━━ INPUT FOR THIS TASK

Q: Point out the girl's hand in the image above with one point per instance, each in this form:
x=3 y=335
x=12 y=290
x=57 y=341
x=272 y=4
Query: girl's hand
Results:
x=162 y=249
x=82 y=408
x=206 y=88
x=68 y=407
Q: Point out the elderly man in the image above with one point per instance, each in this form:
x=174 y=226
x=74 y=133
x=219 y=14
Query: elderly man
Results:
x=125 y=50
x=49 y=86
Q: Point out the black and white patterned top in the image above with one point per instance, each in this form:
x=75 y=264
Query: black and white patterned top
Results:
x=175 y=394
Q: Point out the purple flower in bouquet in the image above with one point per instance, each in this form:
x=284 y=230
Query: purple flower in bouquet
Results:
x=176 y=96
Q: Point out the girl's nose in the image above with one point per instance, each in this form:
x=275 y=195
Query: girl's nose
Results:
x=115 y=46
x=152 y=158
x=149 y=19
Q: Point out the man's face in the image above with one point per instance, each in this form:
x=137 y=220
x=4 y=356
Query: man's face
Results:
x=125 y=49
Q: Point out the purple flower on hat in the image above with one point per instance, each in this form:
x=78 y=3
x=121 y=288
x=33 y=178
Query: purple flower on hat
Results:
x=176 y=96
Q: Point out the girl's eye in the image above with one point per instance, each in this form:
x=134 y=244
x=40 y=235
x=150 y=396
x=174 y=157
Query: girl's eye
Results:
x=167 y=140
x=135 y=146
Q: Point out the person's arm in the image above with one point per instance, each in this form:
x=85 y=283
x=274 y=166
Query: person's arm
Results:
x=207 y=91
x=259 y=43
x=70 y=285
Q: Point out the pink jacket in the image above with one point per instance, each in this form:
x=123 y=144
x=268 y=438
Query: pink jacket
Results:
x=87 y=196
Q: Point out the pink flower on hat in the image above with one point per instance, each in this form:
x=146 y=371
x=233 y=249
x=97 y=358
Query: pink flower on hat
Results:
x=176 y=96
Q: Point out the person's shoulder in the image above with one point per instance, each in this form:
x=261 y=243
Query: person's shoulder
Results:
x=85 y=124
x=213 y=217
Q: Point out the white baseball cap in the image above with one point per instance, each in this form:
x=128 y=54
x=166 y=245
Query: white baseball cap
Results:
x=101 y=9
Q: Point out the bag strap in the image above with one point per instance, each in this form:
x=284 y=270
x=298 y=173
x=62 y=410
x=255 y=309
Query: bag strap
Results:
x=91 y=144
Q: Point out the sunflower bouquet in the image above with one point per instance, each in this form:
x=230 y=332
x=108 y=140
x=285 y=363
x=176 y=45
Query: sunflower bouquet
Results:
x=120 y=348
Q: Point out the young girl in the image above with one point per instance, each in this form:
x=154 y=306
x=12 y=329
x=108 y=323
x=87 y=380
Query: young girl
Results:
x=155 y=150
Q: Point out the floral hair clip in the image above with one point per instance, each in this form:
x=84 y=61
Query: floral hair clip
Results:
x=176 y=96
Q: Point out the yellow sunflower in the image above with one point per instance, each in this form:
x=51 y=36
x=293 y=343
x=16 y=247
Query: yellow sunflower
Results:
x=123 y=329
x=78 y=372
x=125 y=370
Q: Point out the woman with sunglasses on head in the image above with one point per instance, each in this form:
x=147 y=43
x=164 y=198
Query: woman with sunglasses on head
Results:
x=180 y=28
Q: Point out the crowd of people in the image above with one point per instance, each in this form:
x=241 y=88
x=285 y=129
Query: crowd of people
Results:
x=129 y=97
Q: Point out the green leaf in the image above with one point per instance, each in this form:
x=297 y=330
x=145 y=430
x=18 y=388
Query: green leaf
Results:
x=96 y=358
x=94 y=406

━━━━

PROBLEM STATEMENT:
Reproduce the records line for line, starting at the line that contains "Q: Point out the purple flower in" and ending at the line that contains "x=155 y=150", with both of those lines included.

THE RESULT:
Q: Point out the purple flower in bouquet in the image above with one point per instance, each in this form:
x=284 y=230
Query: purple flower in bouquet
Results:
x=176 y=96
Q: Point out the girl's nose in the image above with one point per instance, each in this form:
x=275 y=195
Query: girl's nose
Results:
x=115 y=46
x=152 y=158
x=149 y=19
Q: Point out the man's face in the image above with one point per instance, each in this form:
x=137 y=220
x=4 y=356
Query: man's face
Results:
x=125 y=49
Q: Point out the purple flower on hat in the image above with one point per instance, each in this form:
x=78 y=3
x=121 y=288
x=33 y=178
Query: purple flower on hat
Results:
x=176 y=96
Q: Point out the girl's eye in the image above with one point per instance, each in this form:
x=134 y=244
x=40 y=235
x=150 y=396
x=174 y=157
Query: girl's eye
Results:
x=167 y=140
x=135 y=146
Q: Point out the person's arm in the image above with one point per instance, each in this form:
x=85 y=283
x=274 y=166
Query: person's arm
Results:
x=207 y=91
x=259 y=43
x=70 y=285
Q: Point out the pink jacket in the image above with one point per instance, each in this form:
x=123 y=144
x=268 y=438
Query: pink jacket
Results:
x=87 y=196
Q: Point out the pink flower on hat in the image above with one point per instance, each in this form:
x=146 y=371
x=233 y=249
x=97 y=358
Query: pink flower on hat
Results:
x=176 y=96
Q: Point out the person's shoulder in the image above with one point per instance, each in this form:
x=261 y=243
Query: person's shoulder
Results:
x=85 y=124
x=213 y=217
Q: Point out the white baseball cap in the image above with one point per instance, each in this form:
x=128 y=54
x=166 y=245
Query: white baseball cap
Results:
x=101 y=9
Q: Point out the bag strap in the image above with one point per instance, each in this form:
x=284 y=270
x=298 y=173
x=62 y=410
x=255 y=309
Query: bag strap
Results:
x=91 y=144
Q: Point out the sunflower bouquet in the image above with one point per instance, each in this form:
x=230 y=332
x=108 y=140
x=285 y=363
x=176 y=45
Query: sunflower bouquet
Results:
x=120 y=348
Q: Point out the young girl in the image above with one point per instance, each in this form:
x=154 y=306
x=12 y=329
x=108 y=323
x=87 y=380
Query: young girl
Results:
x=155 y=150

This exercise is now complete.